● Directive: Starting with the line containing "Can you identify where the wing" and continuing through the end of the material, rewrite those lines with "interface" swapped for "image", leaving everything else unchanged.

● Records for processing:
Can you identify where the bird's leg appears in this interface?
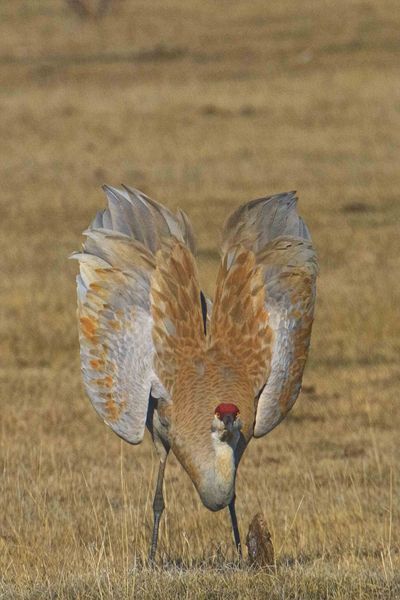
[229,496,242,558]
[149,452,168,562]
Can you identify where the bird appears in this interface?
[71,185,318,561]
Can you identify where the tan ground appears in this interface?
[0,0,400,600]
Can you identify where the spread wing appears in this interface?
[72,187,198,444]
[220,192,318,437]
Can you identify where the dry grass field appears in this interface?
[0,0,400,600]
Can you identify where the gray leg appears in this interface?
[149,453,168,562]
[229,496,242,558]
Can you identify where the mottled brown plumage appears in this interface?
[70,187,317,556]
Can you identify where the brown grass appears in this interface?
[0,0,400,600]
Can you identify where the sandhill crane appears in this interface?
[73,186,318,560]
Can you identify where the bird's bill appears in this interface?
[222,415,234,433]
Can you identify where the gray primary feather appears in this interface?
[222,192,318,437]
[72,186,194,444]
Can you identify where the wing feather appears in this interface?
[72,186,193,444]
[220,192,318,437]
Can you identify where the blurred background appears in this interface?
[0,0,400,598]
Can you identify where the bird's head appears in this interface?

● Expected answer:
Can you identify where the wing feather appears in this image?
[72,186,193,444]
[220,192,318,437]
Can you identify where the blurred background appears in this image?
[0,0,400,598]
Can you identify where the bird's head appears in this image?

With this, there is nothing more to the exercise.